*WHAT NEEDS TO BE DONE*. The expected output is the data below, restated word for word.

*Stored data entries*.
---

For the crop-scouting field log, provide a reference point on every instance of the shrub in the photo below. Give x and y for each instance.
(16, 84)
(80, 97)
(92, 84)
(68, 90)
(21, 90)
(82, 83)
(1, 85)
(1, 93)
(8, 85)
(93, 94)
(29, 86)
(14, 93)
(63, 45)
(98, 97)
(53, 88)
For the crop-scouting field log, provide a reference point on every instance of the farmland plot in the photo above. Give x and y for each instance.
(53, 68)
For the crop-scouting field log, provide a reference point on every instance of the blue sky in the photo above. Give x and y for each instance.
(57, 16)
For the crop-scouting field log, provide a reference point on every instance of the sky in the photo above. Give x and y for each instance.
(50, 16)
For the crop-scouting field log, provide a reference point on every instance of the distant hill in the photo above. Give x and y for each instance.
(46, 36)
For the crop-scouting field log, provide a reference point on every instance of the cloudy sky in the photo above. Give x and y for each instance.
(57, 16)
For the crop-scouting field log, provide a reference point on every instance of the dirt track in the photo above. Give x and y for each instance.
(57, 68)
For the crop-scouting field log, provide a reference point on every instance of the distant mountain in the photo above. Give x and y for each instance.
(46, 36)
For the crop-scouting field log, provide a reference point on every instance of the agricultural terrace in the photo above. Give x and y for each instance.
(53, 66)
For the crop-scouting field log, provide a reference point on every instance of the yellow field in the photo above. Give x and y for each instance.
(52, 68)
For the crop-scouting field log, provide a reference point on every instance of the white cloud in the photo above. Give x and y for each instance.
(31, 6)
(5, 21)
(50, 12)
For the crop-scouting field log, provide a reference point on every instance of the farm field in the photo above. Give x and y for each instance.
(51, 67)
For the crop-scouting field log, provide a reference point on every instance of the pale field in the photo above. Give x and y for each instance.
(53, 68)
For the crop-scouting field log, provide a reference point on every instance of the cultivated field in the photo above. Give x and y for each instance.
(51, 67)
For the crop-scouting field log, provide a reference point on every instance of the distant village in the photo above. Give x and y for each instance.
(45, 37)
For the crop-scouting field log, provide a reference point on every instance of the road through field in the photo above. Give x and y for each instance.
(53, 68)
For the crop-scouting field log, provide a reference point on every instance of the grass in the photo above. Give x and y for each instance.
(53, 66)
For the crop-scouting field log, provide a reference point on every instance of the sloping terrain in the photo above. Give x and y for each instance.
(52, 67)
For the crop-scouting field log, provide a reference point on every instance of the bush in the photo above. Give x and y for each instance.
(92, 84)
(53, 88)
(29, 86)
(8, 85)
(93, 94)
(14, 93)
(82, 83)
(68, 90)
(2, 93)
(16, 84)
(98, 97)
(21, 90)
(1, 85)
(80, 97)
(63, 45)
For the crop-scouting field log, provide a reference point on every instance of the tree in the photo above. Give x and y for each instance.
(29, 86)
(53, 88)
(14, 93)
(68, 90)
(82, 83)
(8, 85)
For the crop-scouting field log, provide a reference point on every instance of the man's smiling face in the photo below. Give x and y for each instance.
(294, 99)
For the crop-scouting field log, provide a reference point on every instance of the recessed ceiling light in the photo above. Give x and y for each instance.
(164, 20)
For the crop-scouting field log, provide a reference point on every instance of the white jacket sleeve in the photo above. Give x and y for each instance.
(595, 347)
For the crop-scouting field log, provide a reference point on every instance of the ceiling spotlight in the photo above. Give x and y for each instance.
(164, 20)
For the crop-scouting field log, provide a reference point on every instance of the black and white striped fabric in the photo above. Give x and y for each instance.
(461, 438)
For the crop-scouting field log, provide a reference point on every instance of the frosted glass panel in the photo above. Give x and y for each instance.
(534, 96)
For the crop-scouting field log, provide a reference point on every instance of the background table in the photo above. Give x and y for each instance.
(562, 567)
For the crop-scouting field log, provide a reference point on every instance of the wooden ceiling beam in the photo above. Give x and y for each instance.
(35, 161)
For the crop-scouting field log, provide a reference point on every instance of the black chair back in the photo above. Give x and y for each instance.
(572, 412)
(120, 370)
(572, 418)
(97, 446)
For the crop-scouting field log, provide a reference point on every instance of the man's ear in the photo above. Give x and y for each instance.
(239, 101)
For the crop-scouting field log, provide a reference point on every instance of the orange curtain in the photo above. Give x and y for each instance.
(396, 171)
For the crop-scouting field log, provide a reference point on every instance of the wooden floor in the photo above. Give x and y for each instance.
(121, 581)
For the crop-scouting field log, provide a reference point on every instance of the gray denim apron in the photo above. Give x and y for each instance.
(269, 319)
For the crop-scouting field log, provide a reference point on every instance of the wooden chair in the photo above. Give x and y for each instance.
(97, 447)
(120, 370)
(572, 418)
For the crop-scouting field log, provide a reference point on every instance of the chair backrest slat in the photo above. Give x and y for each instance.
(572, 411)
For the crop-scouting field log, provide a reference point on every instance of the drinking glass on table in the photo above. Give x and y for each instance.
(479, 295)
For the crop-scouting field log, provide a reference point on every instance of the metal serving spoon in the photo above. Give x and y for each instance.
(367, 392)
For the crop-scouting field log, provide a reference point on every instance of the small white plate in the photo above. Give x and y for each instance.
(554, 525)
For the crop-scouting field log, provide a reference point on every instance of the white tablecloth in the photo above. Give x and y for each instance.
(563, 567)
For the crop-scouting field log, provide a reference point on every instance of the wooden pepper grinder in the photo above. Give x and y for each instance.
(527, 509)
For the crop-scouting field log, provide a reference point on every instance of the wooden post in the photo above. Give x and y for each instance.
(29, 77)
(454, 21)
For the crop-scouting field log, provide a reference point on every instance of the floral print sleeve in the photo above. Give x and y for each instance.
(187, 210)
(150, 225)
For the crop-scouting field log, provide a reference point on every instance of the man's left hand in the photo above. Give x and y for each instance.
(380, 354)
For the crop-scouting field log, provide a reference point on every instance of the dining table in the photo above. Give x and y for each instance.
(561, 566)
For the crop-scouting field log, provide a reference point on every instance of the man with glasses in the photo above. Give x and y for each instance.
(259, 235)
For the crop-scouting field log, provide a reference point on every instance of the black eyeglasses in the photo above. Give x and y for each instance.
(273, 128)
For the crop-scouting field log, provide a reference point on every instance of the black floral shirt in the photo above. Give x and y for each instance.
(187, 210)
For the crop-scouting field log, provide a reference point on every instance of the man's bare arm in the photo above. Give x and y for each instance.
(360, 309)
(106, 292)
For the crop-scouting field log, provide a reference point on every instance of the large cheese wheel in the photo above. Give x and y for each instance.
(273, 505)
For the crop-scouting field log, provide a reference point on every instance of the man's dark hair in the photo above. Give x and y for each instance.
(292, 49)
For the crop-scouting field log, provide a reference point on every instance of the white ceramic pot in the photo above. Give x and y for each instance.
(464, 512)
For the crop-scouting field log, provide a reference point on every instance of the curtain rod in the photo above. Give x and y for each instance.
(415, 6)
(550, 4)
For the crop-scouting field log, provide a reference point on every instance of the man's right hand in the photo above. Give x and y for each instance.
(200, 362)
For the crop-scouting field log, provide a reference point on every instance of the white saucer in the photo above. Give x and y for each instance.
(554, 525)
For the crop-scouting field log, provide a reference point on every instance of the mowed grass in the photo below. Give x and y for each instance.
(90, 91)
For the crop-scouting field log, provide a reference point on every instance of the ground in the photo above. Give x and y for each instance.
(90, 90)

---

*TASK RESPONSE*.
For the crop-scouting field log, provide a reference point on every instance of the shrub in the photo below. Give x and y for each instance.
(16, 84)
(80, 97)
(92, 84)
(68, 90)
(21, 90)
(82, 83)
(1, 85)
(1, 93)
(8, 85)
(93, 94)
(29, 86)
(14, 93)
(63, 45)
(98, 97)
(53, 88)
For the crop-scouting field log, provide a reference point on every instance of the farmland plot in the photo above. Give x and y for each instance.
(53, 68)
For the crop-scouting field log, provide a reference point on every instance of the blue sky in the photo above. Give x and y for each instance.
(57, 16)
For the crop-scouting field log, provide a reference point on every instance of the sky in the photo above. Give x and y for each instance.
(50, 16)
For the crop-scouting field log, provide a reference point on every instance of the distant hill in the photo above. Give x and y for each instance.
(46, 36)
For the crop-scouting field log, provide a reference point on every instance of the cloudy sky in the photo above. Give x and y for each instance.
(57, 16)
For the crop-scouting field log, provide a reference point on every instance of the dirt track in the photo above. Give x and y for each instance.
(57, 68)
For the crop-scouting field log, provide a reference point on every instance of the distant mountain in the photo above. Give x and y for each instance.
(46, 36)
For the crop-scouting field log, provide a reference point on every instance of the agricultural terrace in the photo above. Give x and y for each instance.
(53, 66)
For the crop-scouting field log, provide a reference point on every instance of the yellow field in the photo above. Give x and y for each instance.
(52, 68)
For the crop-scouting field log, provide a reference point on every instance of the white cloud in the photo above. Give x and y for each instance.
(31, 6)
(5, 21)
(50, 12)
For the crop-scouting field log, provide a reference point on every instance of the farm field in the photo above. Give x and y for each instance.
(51, 67)
For the crop-scouting field log, provide a reference point on every instance of the pale field in the photo above. Give x and y for each instance.
(53, 68)
For the crop-scouting field log, provide a reference point on every instance of the cultivated field in the photo above. Give x and y for each instance.
(51, 67)
For the crop-scouting field log, provide a reference point on every instance of the distant village in the photo above. Give x and y for each instance.
(45, 37)
For the crop-scouting field log, provide a reference point on every instance of the road through field in the photo above. Give x and y for each instance.
(53, 68)
For the crop-scouting field log, provide a reference point on every instance of the grass in the photo above. Give x and y for each instance.
(53, 66)
For the crop-scouting field log, provide a reference point on every instance of the sloping terrain in the photo above. Give x and y for each instance.
(52, 67)
For the crop-scouting field log, provide a reference point on every instance of the bush in the photo above. Give x and y for each instance.
(92, 84)
(53, 88)
(29, 86)
(8, 85)
(93, 94)
(14, 93)
(82, 83)
(68, 90)
(2, 93)
(16, 84)
(98, 97)
(21, 90)
(1, 85)
(80, 97)
(63, 45)
For the crop-scouting field log, provide a reference point on every instance of the tree in the photo above. Give x and y for each instance.
(29, 86)
(53, 88)
(14, 93)
(68, 90)
(82, 83)
(8, 85)
For the crop-scouting field log, provide a reference point on every instance of the man's smiling face in the photo below. Give x and y for each instance.
(294, 99)
For the crop-scouting field log, provide a reference point on every instance of the recessed ceiling light in the photo above. Give x and y for each instance.
(164, 20)
For the crop-scouting field log, provide a reference point on every instance of the white jacket sleeve in the photo above. Give x and y for each instance.
(595, 347)
For the crop-scouting field log, provide a reference point on every instance of the ceiling spotlight in the photo above. Give x and y for each instance.
(164, 20)
For the crop-scouting field log, provide a reference point on every instance of the black and white striped fabric in the photo above. Give x and y for each instance.
(461, 438)
For the crop-scouting field log, provide a reference point on every instance of the frosted glass panel in the photo above. Give x and y for each instance.
(534, 96)
For the crop-scouting field log, provide a reference point on every instance of the background table in the photo above. Give x and y for each instance.
(562, 567)
For the crop-scouting field log, provide a reference point on every instance of the wooden ceiling beam in the photo above. Give x and y for each instance.
(35, 161)
For the crop-scouting field log, provide a reference point on every instance of the black chair back in the photo above. Give x and y for each instance.
(572, 412)
(120, 370)
(572, 418)
(97, 446)
For the crop-scouting field log, provide a reference point on every instance of the man's ear in the photo above. Give x and y for each instance.
(239, 101)
For the crop-scouting field log, provide a reference point on every instance of the orange curtain in the photo above. Give x and y for each instance.
(396, 171)
For the crop-scouting field log, provide a reference point on every instance of the wooden floor in the photo above. Give x and y for each instance.
(121, 581)
For the crop-scouting field log, provide a reference point on every instance of the gray denim apron in the photo above. Give x and y for each instance.
(269, 319)
For the crop-scouting field log, provide a reference point on every instance of the wooden chair in the photo above. Give x and y for each instance.
(97, 447)
(120, 370)
(572, 418)
For the crop-scouting field log, provide a reference point on every instance of the chair backrest slat in the photo above. Give x and y for each instance.
(572, 411)
For the crop-scouting field log, provide a reference point on every instance of the drinking glass on table in the photo above. Give x and y for each instance.
(479, 295)
For the crop-scouting field log, provide a reference point on every instance of the metal serving spoon in the photo above. Give x and y for each instance.
(367, 392)
For the crop-scouting field log, provide a reference point on every instance of the small white plate in the photo above. Give x and y for each instance.
(554, 525)
For the crop-scouting field log, provide a reference point on every instance of the white tablecloth in the photo above. Give x and y for each instance.
(563, 567)
For the crop-scouting field log, provide a reference point on every instance of the wooden pepper grinder in the photo above. Give x and y for each instance.
(527, 509)
For the crop-scouting field log, provide a reference point on every instance of the wooden post in the photo above. Give x and y for each instance.
(29, 77)
(454, 21)
For the crop-scouting field log, provide a reference point on every instance of the floral print sleeve in the photo above. Give x and y for each instance.
(187, 210)
(150, 225)
For the crop-scouting field log, provide a reference point on every instance of the man's left hand in the photo above. Give x and y for each instance.
(380, 354)
For the crop-scouting field log, provide a reference point on every instance of the dining table in the photo above. Give x and y for each instance.
(561, 566)
For the crop-scouting field log, provide a reference point on every instance of the man with glasses in the photo above. Give x and y for each instance.
(259, 235)
For the crop-scouting field log, provide a reference point on every instance of the black eyeglasses in the photo above. Give x and y for each instance.
(273, 128)
For the crop-scouting field log, provide a reference point on every instance of the black floral shirt in the photo above. Give x and y for each instance.
(187, 210)
For the crop-scouting field log, provide a reference point on every instance of the man's bare arm in the photo above. Give x and y for each instance.
(360, 309)
(106, 292)
For the crop-scouting field log, provide a reference point on every instance of the large cheese wheel in the photo above. Give x and y for each instance.
(273, 505)
For the crop-scouting field log, provide a reference point on every instance of the man's dark hair in the photo above. Give x and y for each instance.
(292, 49)
For the crop-scouting field log, provide a reference point on every instance of the white ceramic pot in the photo above. Give x and y for each instance.
(464, 512)
For the crop-scouting field log, provide a reference point on every instance of the curtain rod in the photo above. Give x and y for each instance.
(415, 6)
(550, 4)
For the crop-scouting field log, provide a reference point on every instance of the man's right hand in the photo above. Give x and y for each instance.
(200, 362)
For the crop-scouting field log, provide a reference point on every instance of the white saucer in the photo above. Give x and y for each instance.
(554, 525)
For the crop-scouting field log, provide a reference point on every instance of the mowed grass in the photo below. Give x and y for each instance.
(90, 91)
For the crop-scouting field log, provide a reference point on every instance of the ground in the photo above. Give x and y for each instance.
(90, 90)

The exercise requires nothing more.